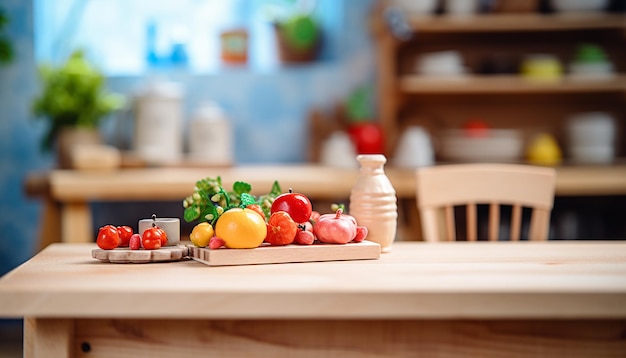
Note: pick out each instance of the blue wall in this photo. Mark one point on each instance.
(268, 110)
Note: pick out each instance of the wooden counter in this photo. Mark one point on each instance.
(74, 190)
(479, 299)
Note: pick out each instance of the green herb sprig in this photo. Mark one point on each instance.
(210, 200)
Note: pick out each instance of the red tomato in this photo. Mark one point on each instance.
(152, 238)
(125, 233)
(475, 128)
(368, 138)
(281, 229)
(298, 206)
(135, 242)
(108, 237)
(304, 238)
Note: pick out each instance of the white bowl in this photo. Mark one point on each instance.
(591, 129)
(497, 145)
(600, 154)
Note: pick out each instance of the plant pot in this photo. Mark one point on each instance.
(290, 54)
(69, 139)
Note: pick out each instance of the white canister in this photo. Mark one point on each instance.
(210, 136)
(159, 123)
(415, 149)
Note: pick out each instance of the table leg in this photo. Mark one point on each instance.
(48, 337)
(76, 223)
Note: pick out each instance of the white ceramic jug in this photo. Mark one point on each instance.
(210, 136)
(373, 201)
(159, 123)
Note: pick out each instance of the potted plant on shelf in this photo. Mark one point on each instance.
(298, 32)
(74, 103)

────────

DO THIS = Starting at the line that contains "Note: pick out each instance of the green", output each remaining line of the listing, the last line included, exactly as it appears.

EXERCISE ANSWER =
Note: pick out each instance of the green herb sprig in this photo. Mark one point on each instance.
(210, 200)
Note: pick out each instance of the red tomato in this photo. Mark one point on each instance.
(152, 238)
(125, 233)
(475, 128)
(368, 138)
(281, 229)
(298, 206)
(135, 242)
(108, 237)
(304, 238)
Note: pick out each instance of the white bowl in this photo. Mark one point on each instance.
(591, 129)
(497, 145)
(600, 154)
Note: pick out each instance of the plant pot in this photo. Mark one point on each instance.
(290, 54)
(69, 139)
Note: pick out each instance of the white canister in this photo. Mark one point on each instance.
(210, 136)
(159, 123)
(415, 149)
Note: pick out each instance of the table leg in this photo. Mark one point on each instance.
(48, 337)
(76, 223)
Note: pick out each instance of the white ceramic jug in this photo. Mark one point on each instance.
(210, 136)
(373, 201)
(159, 123)
Note: pick out each instance of the potted plant on shelf in this photo. Mark one point on each instance.
(298, 32)
(74, 103)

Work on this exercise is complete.